Record extracts >>
○ ○ ○ ○ ○ ○ ○
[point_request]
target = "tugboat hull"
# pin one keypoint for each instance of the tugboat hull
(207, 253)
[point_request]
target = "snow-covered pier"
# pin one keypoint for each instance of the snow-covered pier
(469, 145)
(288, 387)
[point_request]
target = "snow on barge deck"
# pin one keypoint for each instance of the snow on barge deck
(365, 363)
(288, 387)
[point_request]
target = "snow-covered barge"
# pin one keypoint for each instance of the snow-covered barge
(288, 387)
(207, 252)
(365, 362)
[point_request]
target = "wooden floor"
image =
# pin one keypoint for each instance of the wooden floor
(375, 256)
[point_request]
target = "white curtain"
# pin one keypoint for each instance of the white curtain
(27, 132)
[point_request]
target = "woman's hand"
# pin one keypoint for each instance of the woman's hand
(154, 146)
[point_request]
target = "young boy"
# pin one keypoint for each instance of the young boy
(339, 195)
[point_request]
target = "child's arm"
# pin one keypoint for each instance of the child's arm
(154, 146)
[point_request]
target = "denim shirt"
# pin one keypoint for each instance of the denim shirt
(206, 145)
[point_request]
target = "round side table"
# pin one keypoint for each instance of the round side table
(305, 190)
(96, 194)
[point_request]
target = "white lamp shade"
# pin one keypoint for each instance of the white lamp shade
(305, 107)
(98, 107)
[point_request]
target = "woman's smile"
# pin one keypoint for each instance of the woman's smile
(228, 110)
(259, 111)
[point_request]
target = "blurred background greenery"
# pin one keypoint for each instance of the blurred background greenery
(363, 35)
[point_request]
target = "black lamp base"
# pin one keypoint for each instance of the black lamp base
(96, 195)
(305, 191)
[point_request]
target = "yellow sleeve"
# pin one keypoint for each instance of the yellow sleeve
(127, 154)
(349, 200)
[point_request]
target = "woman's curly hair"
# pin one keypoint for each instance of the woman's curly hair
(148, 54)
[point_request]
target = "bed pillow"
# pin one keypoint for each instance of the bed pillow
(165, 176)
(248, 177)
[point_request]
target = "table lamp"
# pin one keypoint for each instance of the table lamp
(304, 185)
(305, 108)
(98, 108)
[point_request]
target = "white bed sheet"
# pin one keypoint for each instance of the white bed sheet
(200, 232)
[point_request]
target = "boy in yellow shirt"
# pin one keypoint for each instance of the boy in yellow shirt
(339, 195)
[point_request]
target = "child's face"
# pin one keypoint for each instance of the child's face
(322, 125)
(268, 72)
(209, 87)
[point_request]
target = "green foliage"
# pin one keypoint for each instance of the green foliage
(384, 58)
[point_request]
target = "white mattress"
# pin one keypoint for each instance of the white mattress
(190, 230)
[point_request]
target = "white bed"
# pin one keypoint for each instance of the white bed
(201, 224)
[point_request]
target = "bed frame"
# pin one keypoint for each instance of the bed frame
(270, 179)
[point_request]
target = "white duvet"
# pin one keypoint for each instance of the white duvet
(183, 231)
○ ○ ○ ○ ○ ○ ○
Given problem >>
Restate the data above word for word, please.

Answer for this exercise >>
[point_request]
target = "tugboat hull"
# pin one keypoint for each instance of the tugboat hull
(207, 253)
[point_request]
target = "snow-covered pier"
# pin one keypoint for each instance of the snow-covered pier
(469, 145)
(288, 387)
[point_request]
target = "snow on barge deck"
# pin one keypoint for each instance of the snow on barge deck
(365, 363)
(288, 387)
[point_request]
target = "snow-covered barge"
# pin one keypoint for each instance of the snow-covered barge
(288, 387)
(207, 252)
(365, 362)
[point_request]
target = "wooden floor"
image =
# pin one keypoint for each instance of the wooden floor
(375, 256)
[point_request]
target = "white curtain"
# pin one keypoint for each instance of the white curtain
(27, 132)
[point_request]
target = "woman's hand"
# pin one keypoint for each instance of the woman's hand
(154, 146)
[point_request]
target = "young boy"
# pin one keypoint for each instance of the young boy
(339, 195)
[point_request]
target = "child's arm"
# pin one keypoint for each instance of the child's arm
(154, 146)
[point_request]
target = "denim shirt"
# pin one keypoint for each instance of the denim shirt
(206, 145)
[point_request]
target = "round side table"
# pin one keypoint for each instance of the round side table
(305, 190)
(96, 194)
[point_request]
target = "white lamp shade"
# pin one keypoint for each instance of the white lamp shade
(305, 107)
(98, 107)
[point_request]
target = "woman's smile"
# pin one keypoint for each instance of the woman's smile
(228, 110)
(259, 111)
[point_request]
target = "blurred background greenery"
# pin one keypoint for each instance of the blurred background greenery
(363, 35)
[point_request]
target = "black lamp base"
# pin one keypoint for each instance of the black lamp base
(96, 195)
(305, 191)
[point_request]
target = "yellow sleeve"
# pin one keypoint for each instance of the yellow sleeve
(127, 154)
(349, 200)
[point_request]
target = "woman's curly hair"
# pin one keypoint for each instance of the woman's curly hair
(148, 54)
[point_request]
target = "bed pillow"
# pin one keypoint for each instance of the bed pillow
(165, 176)
(248, 177)
[point_request]
target = "table lamp"
# pin one keypoint for each instance of the table lamp
(304, 185)
(305, 108)
(98, 108)
[point_request]
target = "white bed sheet"
# pin one keypoint for each instance of the white bed sheet
(200, 232)
[point_request]
target = "boy in yellow shirt"
# pin one keypoint for each instance of the boy in yellow shirt
(339, 195)
[point_request]
target = "child's face"
# pin one keypoint for each instance of the child's face
(322, 125)
(268, 72)
(209, 87)
[point_request]
target = "green foliage"
# pin one keypoint for each instance of the green foliage
(384, 58)
[point_request]
target = "white mattress"
# pin one keypoint for each instance of the white mattress
(190, 230)
[point_request]
target = "white bed"
# pin one keypoint for each instance of the white bed
(201, 224)
[point_request]
target = "bed frame"
# pin one keypoint for each instance of the bed frame
(270, 179)
[point_request]
target = "white duvet"
# pin one keypoint for each instance of the white duvet
(183, 231)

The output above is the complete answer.